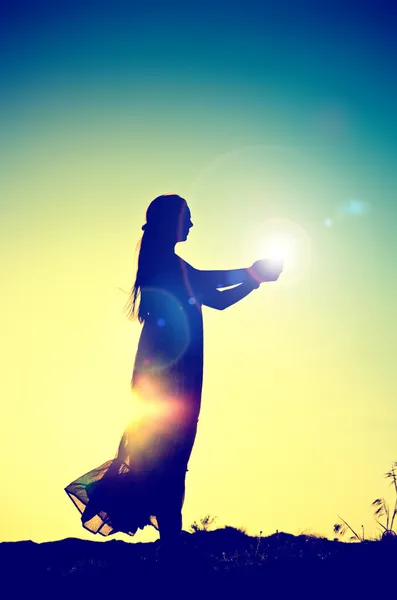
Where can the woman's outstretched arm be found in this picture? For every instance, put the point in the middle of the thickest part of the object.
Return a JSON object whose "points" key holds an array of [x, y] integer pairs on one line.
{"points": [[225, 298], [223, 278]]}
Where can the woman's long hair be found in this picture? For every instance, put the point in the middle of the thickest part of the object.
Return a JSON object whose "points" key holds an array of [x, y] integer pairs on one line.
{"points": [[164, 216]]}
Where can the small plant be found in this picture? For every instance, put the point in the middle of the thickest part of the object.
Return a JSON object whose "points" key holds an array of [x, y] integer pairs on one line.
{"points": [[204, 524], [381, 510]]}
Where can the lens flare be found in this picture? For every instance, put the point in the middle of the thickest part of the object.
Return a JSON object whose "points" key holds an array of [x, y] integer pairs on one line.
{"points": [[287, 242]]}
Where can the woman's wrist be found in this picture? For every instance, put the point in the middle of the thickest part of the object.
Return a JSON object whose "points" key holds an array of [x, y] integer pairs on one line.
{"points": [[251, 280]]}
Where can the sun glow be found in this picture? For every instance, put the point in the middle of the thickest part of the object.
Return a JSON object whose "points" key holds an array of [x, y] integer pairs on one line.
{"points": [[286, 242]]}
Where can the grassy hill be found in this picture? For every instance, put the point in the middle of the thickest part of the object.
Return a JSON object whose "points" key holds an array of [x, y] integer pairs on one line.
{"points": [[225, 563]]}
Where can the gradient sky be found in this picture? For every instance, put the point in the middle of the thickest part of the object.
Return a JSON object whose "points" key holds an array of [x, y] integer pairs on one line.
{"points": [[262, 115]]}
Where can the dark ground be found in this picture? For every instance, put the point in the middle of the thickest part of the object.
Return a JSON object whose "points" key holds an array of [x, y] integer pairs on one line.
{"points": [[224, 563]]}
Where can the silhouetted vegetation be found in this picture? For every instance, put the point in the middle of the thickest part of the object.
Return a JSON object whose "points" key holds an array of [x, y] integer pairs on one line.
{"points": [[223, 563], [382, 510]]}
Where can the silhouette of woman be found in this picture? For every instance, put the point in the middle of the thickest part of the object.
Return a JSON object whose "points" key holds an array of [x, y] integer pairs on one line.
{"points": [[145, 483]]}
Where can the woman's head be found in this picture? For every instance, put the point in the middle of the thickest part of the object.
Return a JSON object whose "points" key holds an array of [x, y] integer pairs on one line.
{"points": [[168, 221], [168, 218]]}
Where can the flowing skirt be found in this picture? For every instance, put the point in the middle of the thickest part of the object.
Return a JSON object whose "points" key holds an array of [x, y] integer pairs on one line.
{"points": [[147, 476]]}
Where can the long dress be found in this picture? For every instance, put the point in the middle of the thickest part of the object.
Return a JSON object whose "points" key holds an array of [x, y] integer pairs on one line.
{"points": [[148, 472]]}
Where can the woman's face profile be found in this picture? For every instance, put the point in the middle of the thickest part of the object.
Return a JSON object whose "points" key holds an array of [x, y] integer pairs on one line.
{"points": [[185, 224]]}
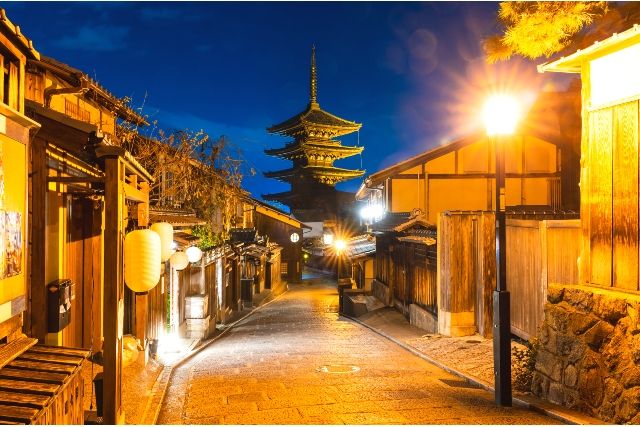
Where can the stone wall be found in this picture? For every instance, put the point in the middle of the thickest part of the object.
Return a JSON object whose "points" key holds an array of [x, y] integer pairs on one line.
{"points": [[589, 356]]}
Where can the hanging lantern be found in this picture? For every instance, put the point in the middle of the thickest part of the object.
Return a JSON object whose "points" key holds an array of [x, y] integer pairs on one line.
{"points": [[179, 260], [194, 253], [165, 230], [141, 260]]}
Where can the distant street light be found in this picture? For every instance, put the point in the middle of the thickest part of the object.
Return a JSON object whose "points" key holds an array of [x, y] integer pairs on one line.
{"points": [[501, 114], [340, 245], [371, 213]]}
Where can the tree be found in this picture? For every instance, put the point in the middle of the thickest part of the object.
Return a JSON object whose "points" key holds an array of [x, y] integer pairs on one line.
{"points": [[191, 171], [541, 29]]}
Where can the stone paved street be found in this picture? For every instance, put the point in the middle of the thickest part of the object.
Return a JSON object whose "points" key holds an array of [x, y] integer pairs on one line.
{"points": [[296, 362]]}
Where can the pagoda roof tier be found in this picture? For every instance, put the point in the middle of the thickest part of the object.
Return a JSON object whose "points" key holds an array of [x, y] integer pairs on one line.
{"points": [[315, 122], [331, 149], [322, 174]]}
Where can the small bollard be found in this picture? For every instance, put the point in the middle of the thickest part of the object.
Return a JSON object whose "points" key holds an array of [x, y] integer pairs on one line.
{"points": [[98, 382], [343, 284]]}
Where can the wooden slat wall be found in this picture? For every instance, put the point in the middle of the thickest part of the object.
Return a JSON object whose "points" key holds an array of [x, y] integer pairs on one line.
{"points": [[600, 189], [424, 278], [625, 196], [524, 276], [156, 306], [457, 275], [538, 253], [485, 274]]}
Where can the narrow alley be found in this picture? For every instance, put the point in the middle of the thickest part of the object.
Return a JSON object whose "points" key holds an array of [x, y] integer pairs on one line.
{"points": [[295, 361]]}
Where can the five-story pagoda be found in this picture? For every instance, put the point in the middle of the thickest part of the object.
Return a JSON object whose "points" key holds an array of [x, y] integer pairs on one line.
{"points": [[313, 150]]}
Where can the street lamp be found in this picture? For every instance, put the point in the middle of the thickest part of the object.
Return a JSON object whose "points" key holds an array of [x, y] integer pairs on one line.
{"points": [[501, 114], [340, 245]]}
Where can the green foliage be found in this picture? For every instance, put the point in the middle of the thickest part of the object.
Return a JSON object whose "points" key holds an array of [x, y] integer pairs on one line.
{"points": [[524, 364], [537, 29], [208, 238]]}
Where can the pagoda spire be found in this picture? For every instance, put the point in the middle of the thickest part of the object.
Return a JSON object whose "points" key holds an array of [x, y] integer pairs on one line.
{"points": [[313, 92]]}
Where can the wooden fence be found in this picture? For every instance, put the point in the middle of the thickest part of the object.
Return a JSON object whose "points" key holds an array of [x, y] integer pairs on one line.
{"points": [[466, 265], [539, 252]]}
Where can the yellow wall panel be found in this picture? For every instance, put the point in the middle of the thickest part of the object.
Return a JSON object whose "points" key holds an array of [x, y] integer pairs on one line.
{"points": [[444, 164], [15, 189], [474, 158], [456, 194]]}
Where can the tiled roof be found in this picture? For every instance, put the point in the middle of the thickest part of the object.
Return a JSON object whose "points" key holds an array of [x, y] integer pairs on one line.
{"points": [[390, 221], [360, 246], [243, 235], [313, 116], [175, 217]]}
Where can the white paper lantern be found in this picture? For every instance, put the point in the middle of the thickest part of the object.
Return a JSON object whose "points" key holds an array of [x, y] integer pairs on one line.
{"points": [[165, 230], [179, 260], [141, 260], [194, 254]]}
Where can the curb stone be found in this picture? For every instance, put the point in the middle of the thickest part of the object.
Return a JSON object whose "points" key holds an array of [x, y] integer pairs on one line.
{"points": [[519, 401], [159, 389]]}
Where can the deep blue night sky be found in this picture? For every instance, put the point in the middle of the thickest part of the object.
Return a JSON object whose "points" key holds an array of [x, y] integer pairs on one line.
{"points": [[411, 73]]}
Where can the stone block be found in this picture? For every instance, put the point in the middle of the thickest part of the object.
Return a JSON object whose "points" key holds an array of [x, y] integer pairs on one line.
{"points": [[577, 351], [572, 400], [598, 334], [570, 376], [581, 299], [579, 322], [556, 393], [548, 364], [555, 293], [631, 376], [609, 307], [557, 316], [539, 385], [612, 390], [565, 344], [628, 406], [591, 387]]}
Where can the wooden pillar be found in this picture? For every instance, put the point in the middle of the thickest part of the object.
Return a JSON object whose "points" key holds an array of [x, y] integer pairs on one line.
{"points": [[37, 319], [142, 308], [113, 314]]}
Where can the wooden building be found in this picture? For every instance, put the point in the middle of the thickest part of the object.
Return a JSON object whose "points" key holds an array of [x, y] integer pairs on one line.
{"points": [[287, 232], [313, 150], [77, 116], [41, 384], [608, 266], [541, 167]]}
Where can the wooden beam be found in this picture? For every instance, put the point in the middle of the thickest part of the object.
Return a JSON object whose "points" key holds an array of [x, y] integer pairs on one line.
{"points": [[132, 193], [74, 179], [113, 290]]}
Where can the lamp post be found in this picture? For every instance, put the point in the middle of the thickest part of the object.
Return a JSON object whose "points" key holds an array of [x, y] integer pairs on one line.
=======
» **Task to complete**: For each line above that holds the string "street", provide a copy of that line.

» **Solution**:
Where can the distant street light be found in this picture? For every instance, put the point in the middle of the thickest part of the object.
Where can the stone paved street be found in this picture? For every instance, put the point in the middle of the thickest part of the object.
Where can the street lamp be found in this picture? For every instance, put the point in the middle of the thickest part of the object.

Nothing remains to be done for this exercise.